(Region pointing data)
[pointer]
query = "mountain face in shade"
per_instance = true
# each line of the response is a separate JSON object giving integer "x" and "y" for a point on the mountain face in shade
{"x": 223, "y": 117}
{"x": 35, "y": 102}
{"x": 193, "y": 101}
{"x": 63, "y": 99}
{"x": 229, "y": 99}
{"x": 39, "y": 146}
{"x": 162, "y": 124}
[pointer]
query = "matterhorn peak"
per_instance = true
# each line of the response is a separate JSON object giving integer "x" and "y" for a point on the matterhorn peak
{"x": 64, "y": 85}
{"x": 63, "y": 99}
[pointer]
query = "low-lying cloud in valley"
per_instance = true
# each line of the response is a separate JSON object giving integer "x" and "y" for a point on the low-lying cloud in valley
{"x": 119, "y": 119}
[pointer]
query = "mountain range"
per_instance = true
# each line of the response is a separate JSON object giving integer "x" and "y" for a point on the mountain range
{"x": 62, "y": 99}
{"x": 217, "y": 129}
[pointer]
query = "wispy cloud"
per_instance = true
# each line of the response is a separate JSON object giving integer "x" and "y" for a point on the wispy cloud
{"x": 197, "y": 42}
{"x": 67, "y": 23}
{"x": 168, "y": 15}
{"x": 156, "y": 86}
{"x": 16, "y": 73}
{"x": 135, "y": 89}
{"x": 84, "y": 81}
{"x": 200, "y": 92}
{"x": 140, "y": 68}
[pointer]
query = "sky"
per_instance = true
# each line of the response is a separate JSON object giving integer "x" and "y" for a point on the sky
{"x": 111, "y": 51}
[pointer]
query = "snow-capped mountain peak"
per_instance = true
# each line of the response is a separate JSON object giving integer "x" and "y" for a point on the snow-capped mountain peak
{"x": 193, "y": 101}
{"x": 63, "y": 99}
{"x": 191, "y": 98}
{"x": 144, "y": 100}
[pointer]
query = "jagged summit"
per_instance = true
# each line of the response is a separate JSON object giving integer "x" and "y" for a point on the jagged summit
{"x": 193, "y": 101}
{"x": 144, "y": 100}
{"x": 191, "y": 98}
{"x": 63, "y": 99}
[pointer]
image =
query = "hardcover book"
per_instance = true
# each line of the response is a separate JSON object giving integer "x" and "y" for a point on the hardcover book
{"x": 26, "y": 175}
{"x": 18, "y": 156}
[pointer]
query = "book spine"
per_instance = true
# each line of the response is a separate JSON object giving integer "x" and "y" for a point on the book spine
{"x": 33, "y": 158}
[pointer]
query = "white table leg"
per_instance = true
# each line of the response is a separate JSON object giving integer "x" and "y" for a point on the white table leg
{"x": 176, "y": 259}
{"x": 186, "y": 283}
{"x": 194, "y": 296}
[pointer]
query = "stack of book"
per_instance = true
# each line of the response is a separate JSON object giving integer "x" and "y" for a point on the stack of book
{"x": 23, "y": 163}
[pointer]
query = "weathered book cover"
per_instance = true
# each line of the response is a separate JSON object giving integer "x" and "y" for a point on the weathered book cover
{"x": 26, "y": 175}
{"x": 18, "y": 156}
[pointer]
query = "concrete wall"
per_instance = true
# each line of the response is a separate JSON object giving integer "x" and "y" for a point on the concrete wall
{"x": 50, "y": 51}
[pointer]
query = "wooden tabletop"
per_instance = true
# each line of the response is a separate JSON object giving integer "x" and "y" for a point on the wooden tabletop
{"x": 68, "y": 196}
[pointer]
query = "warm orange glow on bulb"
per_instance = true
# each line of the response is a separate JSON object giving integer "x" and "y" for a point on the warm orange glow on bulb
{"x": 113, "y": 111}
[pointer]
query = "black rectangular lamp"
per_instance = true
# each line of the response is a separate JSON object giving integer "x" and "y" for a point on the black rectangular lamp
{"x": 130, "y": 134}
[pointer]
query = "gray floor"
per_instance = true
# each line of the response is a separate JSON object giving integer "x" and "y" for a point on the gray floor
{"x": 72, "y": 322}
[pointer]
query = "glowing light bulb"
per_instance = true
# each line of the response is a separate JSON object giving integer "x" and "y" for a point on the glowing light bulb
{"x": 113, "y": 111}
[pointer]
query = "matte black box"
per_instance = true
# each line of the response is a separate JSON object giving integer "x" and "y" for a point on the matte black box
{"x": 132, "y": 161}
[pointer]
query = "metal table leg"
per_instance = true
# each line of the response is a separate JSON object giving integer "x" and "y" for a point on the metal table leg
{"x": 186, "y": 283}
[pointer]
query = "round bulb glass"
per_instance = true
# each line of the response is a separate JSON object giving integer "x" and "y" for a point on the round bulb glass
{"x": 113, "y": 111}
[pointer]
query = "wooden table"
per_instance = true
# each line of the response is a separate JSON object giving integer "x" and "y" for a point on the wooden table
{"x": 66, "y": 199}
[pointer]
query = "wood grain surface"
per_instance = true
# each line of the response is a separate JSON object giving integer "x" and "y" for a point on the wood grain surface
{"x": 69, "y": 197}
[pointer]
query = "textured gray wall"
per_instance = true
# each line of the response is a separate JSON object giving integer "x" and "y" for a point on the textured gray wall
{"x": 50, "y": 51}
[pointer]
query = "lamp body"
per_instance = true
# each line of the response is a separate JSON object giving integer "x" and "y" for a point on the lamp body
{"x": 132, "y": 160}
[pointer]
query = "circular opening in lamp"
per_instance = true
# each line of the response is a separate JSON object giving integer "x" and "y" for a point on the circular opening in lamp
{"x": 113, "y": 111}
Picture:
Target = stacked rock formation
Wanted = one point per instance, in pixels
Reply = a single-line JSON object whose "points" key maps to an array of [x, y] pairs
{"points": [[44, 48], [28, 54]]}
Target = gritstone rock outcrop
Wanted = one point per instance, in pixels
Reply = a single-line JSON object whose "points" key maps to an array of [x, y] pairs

[Directions for this task]
Every record above is to be written out exactly.

[Problem solution]
[pointer]
query = "mountain face in shade"
per_instance = true
# each line of the response is a separate JSON object giving integer "x" and "y" for a point on the mountain face in shade
{"x": 223, "y": 117}
{"x": 35, "y": 102}
{"x": 193, "y": 101}
{"x": 63, "y": 99}
{"x": 229, "y": 99}
{"x": 39, "y": 146}
{"x": 162, "y": 124}
[pointer]
query = "matterhorn peak"
per_instance = true
# each line of the response is a separate JSON object giving integer "x" and "y" for a point on the matterhorn peak
{"x": 64, "y": 85}
{"x": 63, "y": 99}
[pointer]
query = "low-lying cloud in valley"
per_instance = true
# each line of the response is a separate JSON object giving integer "x" and "y" for a point on the low-lying cloud in valley
{"x": 119, "y": 119}
[pointer]
query = "mountain range"
per_instance = true
# each line of the response is a separate JSON object giving integer "x" and "y" for a point on the mountain range
{"x": 62, "y": 99}
{"x": 217, "y": 129}
[pointer]
query = "wispy cloud"
per_instance = true
# each line of the response is a separate JSON object giving integer "x" and "y" for a point on the wispy cloud
{"x": 197, "y": 42}
{"x": 67, "y": 23}
{"x": 168, "y": 15}
{"x": 156, "y": 86}
{"x": 16, "y": 73}
{"x": 135, "y": 89}
{"x": 84, "y": 81}
{"x": 200, "y": 92}
{"x": 140, "y": 68}
[pointer]
query = "sky"
per_instance = true
# each line of the response is a separate JSON object giving integer "x" and "y" for a point on the sky
{"x": 111, "y": 51}
[pointer]
query = "snow-capped mountain peak"
per_instance = true
# each line of the response is a separate JSON object giving integer "x" and "y" for a point on the snow-capped mountain peak
{"x": 193, "y": 101}
{"x": 63, "y": 99}
{"x": 191, "y": 98}
{"x": 144, "y": 100}
[pointer]
query = "jagged summit"
per_instance = true
# each line of the response is a separate JSON object giving integer "x" and "y" for a point on the jagged summit
{"x": 193, "y": 101}
{"x": 144, "y": 100}
{"x": 191, "y": 98}
{"x": 63, "y": 99}
[pointer]
image =
query = "hardcover book"
per_instance = true
# each line of the response is a separate JSON object giving integer "x" and "y" for a point on the hardcover book
{"x": 26, "y": 175}
{"x": 18, "y": 156}
[pointer]
query = "book spine"
per_instance = true
# each line of the response is a separate JSON object giving integer "x" and "y" for a point on the book spine
{"x": 33, "y": 158}
[pointer]
query = "white table leg"
per_instance = true
# each line of the response is a separate JSON object giving integer "x" and "y" for a point on the white table leg
{"x": 176, "y": 259}
{"x": 186, "y": 283}
{"x": 194, "y": 296}
[pointer]
query = "stack of book"
per_instance = true
# each line of the response is a separate JSON object giving integer "x" and "y" for a point on the stack of book
{"x": 23, "y": 163}
[pointer]
query = "weathered book cover"
per_instance = true
# each line of the response is a separate JSON object giving integer "x" and "y" for a point on the weathered book cover
{"x": 26, "y": 175}
{"x": 18, "y": 156}
[pointer]
query = "concrete wall"
per_instance = true
# each line of the response is a separate JSON object giving integer "x" and "y" for a point on the concrete wall
{"x": 50, "y": 51}
[pointer]
query = "wooden tabletop"
per_instance = true
# each line of the response is a separate JSON object giving integer "x" and "y" for a point on the wooden tabletop
{"x": 68, "y": 196}
[pointer]
query = "warm orange glow on bulb"
per_instance = true
# each line of the response is a separate JSON object giving integer "x" and "y" for a point on the warm orange glow on bulb
{"x": 113, "y": 111}
[pointer]
query = "black rectangular lamp"
per_instance = true
# each line of the response is a separate JSON object giving integer "x" and "y" for a point on the black rectangular lamp
{"x": 130, "y": 134}
[pointer]
query = "gray floor"
per_instance = true
# each line of the response is a separate JSON object giving integer "x" and "y" for a point on the gray floor
{"x": 72, "y": 322}
[pointer]
query = "glowing light bulb"
per_instance = true
# each line of the response is a separate JSON object giving integer "x" and "y" for a point on the glowing light bulb
{"x": 113, "y": 111}
[pointer]
query = "matte black box"
per_instance = true
# each line of the response is a separate JSON object giving integer "x" and "y" for a point on the matte black box
{"x": 132, "y": 161}
[pointer]
query = "metal table leg"
per_instance = true
# each line of the response is a separate JSON object giving integer "x" and "y" for a point on the metal table leg
{"x": 186, "y": 283}
[pointer]
query = "round bulb glass"
per_instance = true
# each line of the response is a separate JSON object giving integer "x" and "y" for a point on the round bulb glass
{"x": 113, "y": 111}
[pointer]
query = "wooden table"
per_instance = true
# each line of the response is a separate JSON object giving integer "x" and "y" for a point on the wooden table
{"x": 66, "y": 199}
[pointer]
query = "wood grain surface"
per_instance = true
# each line of the response is a separate JSON object giving integer "x" and "y" for a point on the wood grain surface
{"x": 69, "y": 197}
[pointer]
query = "textured gray wall"
per_instance = true
# each line of the response is a separate JSON object giving integer "x" and "y" for a point on the textured gray wall
{"x": 50, "y": 51}
[pointer]
query = "lamp body"
per_instance = true
# each line of the response is a separate JSON object giving integer "x" and "y" for a point on the lamp body
{"x": 132, "y": 160}
[pointer]
query = "circular opening in lamp"
per_instance = true
# each line of the response is a separate JSON object giving integer "x" and "y" for a point on the circular opening in lamp
{"x": 113, "y": 111}
Picture:
Target = stacked rock formation
Wanted = one point per instance, in pixels
Reply = a single-line JSON object whose "points" key maps to an array of [x, y] pairs
{"points": [[44, 48], [28, 54]]}
Target = gritstone rock outcrop
Wanted = one point per instance, in pixels
Reply = a single-line JSON object whose "points" key maps to an array of [x, y] pairs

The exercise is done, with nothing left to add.